[Work required]
Print out each entry below in full, exactly as given, excluding pictures.

[Input for this task]

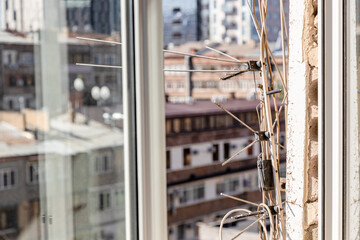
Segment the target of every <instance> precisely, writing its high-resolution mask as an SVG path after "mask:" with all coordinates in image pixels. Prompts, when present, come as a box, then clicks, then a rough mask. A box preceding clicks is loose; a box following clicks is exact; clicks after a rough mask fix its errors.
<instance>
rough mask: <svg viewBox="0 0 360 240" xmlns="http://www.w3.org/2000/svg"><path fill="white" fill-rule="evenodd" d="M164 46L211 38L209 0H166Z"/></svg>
mask: <svg viewBox="0 0 360 240" xmlns="http://www.w3.org/2000/svg"><path fill="white" fill-rule="evenodd" d="M163 22H164V46H165V47H169V46H171V45H180V44H183V43H186V42H189V41H200V40H206V39H208V38H209V30H208V29H209V0H185V1H184V0H164V1H163Z"/></svg>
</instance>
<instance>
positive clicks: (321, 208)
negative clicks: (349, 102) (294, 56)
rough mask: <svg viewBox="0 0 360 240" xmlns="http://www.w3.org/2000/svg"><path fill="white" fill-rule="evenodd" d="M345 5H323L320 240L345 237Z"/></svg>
mask: <svg viewBox="0 0 360 240" xmlns="http://www.w3.org/2000/svg"><path fill="white" fill-rule="evenodd" d="M343 24H344V22H343V1H326V0H321V1H319V81H318V84H319V86H318V89H319V90H318V91H319V92H318V97H319V102H318V104H319V239H330V240H331V239H342V235H343V226H342V224H343V223H342V220H343V207H342V205H343V197H342V193H343V185H342V179H343V160H344V157H343V151H344V149H343V143H344V141H343V126H344V122H343V91H344V85H343V79H344V78H343V71H344V69H343V59H344V54H343V50H344V49H343V37H344V34H343Z"/></svg>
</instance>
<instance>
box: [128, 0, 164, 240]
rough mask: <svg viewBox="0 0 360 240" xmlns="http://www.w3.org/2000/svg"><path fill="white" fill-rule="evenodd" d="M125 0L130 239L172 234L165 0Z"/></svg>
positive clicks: (128, 225)
mask: <svg viewBox="0 0 360 240" xmlns="http://www.w3.org/2000/svg"><path fill="white" fill-rule="evenodd" d="M122 6H123V7H122V9H121V11H122V14H121V16H122V34H121V35H122V53H123V54H122V65H123V80H124V81H123V84H124V87H123V93H124V116H125V118H124V138H125V139H124V146H125V148H124V155H125V161H124V164H125V166H124V170H125V176H124V177H125V198H126V199H125V206H126V208H125V219H126V239H140V240H143V239H144V240H145V239H150V240H152V239H154V240H155V239H167V234H168V231H167V207H166V206H167V205H166V200H167V196H166V160H165V149H166V148H165V136H166V135H165V99H164V96H165V93H164V87H163V86H164V79H163V52H162V50H163V32H162V31H163V30H162V14H161V12H162V11H161V9H162V1H161V0H133V1H127V0H123V1H122ZM132 19H133V20H132ZM134 88H135V94H132V93H131V90H132V89H134ZM134 95H135V96H134ZM131 107H135V109H136V112H135V114H132V109H131ZM134 123H135V124H134ZM134 129H136V131H135V132H134ZM134 140H136V141H134ZM135 160H136V161H135ZM135 168H136V169H137V176H135V177H134V174H132V173H133V172H132V170H133V169H135ZM134 199H137V202H136V201H134Z"/></svg>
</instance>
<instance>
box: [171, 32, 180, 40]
mask: <svg viewBox="0 0 360 240" xmlns="http://www.w3.org/2000/svg"><path fill="white" fill-rule="evenodd" d="M181 37H182V34H181V33H179V32H178V33H173V38H174V39H180V38H181Z"/></svg>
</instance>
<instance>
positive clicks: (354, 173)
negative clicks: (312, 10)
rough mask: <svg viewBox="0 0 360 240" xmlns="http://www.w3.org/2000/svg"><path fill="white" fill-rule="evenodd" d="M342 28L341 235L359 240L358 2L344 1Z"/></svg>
mask: <svg viewBox="0 0 360 240" xmlns="http://www.w3.org/2000/svg"><path fill="white" fill-rule="evenodd" d="M345 6H347V10H346V14H345V16H346V19H347V27H346V28H345V29H346V31H345V36H346V38H345V39H346V46H347V50H346V51H345V55H346V58H345V59H346V60H347V61H346V62H345V65H344V69H345V72H346V74H345V76H346V79H345V82H346V84H345V86H346V89H345V96H346V97H345V99H346V100H345V105H344V109H345V111H346V115H345V118H344V119H345V133H344V136H345V141H344V142H345V152H346V154H345V163H344V181H345V185H344V186H345V187H344V198H345V199H344V216H345V224H344V232H345V236H346V239H356V238H358V237H359V236H360V155H359V153H360V151H359V149H360V128H359V120H360V101H359V99H360V98H359V97H360V95H359V93H360V71H359V69H360V34H359V29H360V1H358V0H349V1H347V4H346V5H345Z"/></svg>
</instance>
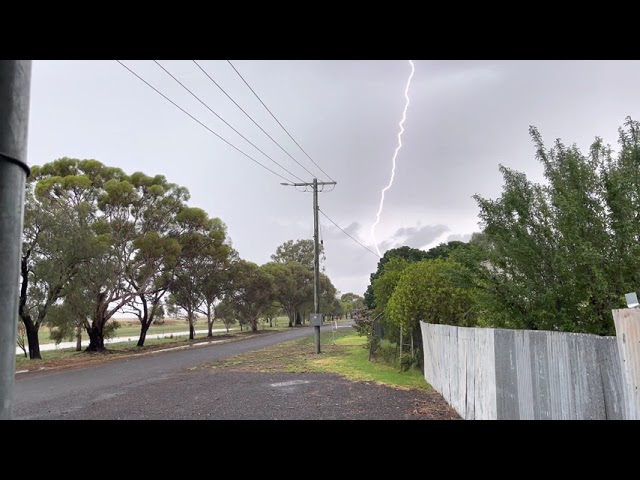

[Solution for this task]
Segment the target of every <instance> precisely, writing its high-resolution mask as an SVG path after "mask:" with all coordinates in image pixels. Prompts, when present, come as a box, then clicks, then a rough mask. A box preceding clicks is loose; a box following clicks is exact; clicks after a rough mask fix its errors.
<instance>
rough mask: <svg viewBox="0 0 360 240" xmlns="http://www.w3.org/2000/svg"><path fill="white" fill-rule="evenodd" d="M164 46L211 38L209 0H166Z"/></svg>
mask: <svg viewBox="0 0 360 240" xmlns="http://www.w3.org/2000/svg"><path fill="white" fill-rule="evenodd" d="M163 22H164V46H165V47H169V46H171V45H180V44H183V43H186V42H189V41H200V40H206V39H208V38H209V30H208V29H209V0H185V1H184V0H164V1H163Z"/></svg>
</instance>
<instance>
positive clicks: (321, 208)
negative clicks: (349, 102) (294, 56)
rough mask: <svg viewBox="0 0 360 240" xmlns="http://www.w3.org/2000/svg"><path fill="white" fill-rule="evenodd" d="M345 5H323L320 240L345 237Z"/></svg>
mask: <svg viewBox="0 0 360 240" xmlns="http://www.w3.org/2000/svg"><path fill="white" fill-rule="evenodd" d="M343 24H344V22H343V1H326V0H321V1H319V81H318V84H319V86H318V89H319V90H318V91H319V92H318V97H319V102H318V104H319V239H330V240H331V239H342V235H343V226H342V224H343V223H342V220H343V207H342V205H343V197H342V193H343V185H342V179H343V160H344V157H343V151H344V149H343V143H344V141H343V126H344V122H343V91H344V85H343V79H344V78H343V71H344V69H343V59H344V54H343V50H344V49H343V37H344V34H343Z"/></svg>
</instance>
<instance>
box: [128, 0, 164, 240]
rough mask: <svg viewBox="0 0 360 240" xmlns="http://www.w3.org/2000/svg"><path fill="white" fill-rule="evenodd" d="M125 0L130 239L172 234L165 0Z"/></svg>
positive clicks: (128, 225)
mask: <svg viewBox="0 0 360 240" xmlns="http://www.w3.org/2000/svg"><path fill="white" fill-rule="evenodd" d="M122 6H123V7H122V9H121V11H122V14H121V16H122V34H121V35H122V53H123V54H122V65H123V80H124V81H123V84H124V87H123V93H124V116H125V118H124V138H125V139H124V146H125V148H124V155H125V161H124V164H125V166H124V170H125V176H124V177H125V198H126V199H125V206H126V208H125V219H126V239H140V240H143V239H144V240H145V239H150V240H152V239H154V240H155V239H167V234H168V231H167V207H166V206H167V205H166V200H167V196H166V160H165V149H166V148H165V136H166V135H165V99H164V96H165V93H164V87H163V86H164V79H163V52H162V50H163V32H162V31H163V30H162V14H161V12H162V11H161V9H162V1H161V0H133V1H127V0H123V1H122ZM132 19H133V20H132ZM134 88H135V94H132V93H131V90H132V89H134ZM134 95H135V96H134ZM131 107H135V109H136V112H135V114H132V109H131ZM134 123H135V124H134ZM134 129H136V131H135V132H134ZM134 140H136V141H134ZM135 160H136V161H135ZM135 168H136V169H137V176H135V177H134V174H132V173H133V172H132V170H133V169H135ZM134 199H137V202H136V201H134Z"/></svg>
</instance>
<instance>
box: [171, 32, 180, 40]
mask: <svg viewBox="0 0 360 240" xmlns="http://www.w3.org/2000/svg"><path fill="white" fill-rule="evenodd" d="M181 37H182V34H181V33H179V32H178V33H173V38H174V39H180V38H181Z"/></svg>
</instance>
<instance>
positive clicks: (354, 173)
negative clicks: (312, 10)
rough mask: <svg viewBox="0 0 360 240" xmlns="http://www.w3.org/2000/svg"><path fill="white" fill-rule="evenodd" d="M342 28L341 235L359 240L358 2L344 1Z"/></svg>
mask: <svg viewBox="0 0 360 240" xmlns="http://www.w3.org/2000/svg"><path fill="white" fill-rule="evenodd" d="M345 6H347V10H346V14H345V16H346V19H347V27H346V28H345V29H346V31H345V36H346V38H345V39H346V46H347V50H346V51H345V55H346V58H345V59H346V60H347V61H346V62H345V65H344V69H345V72H346V74H345V76H346V79H345V82H346V84H345V86H346V89H345V96H346V97H345V99H346V100H345V105H344V109H345V111H346V115H345V118H344V119H345V133H344V136H345V141H344V142H345V152H346V154H345V163H344V181H345V185H344V186H345V187H344V198H345V199H344V216H345V224H344V232H345V236H346V239H356V238H358V237H359V236H360V155H359V153H360V151H359V149H360V128H359V120H360V101H359V99H360V98H359V97H360V95H359V93H360V71H359V69H360V34H359V29H360V1H358V0H349V1H347V4H346V5H345Z"/></svg>
</instance>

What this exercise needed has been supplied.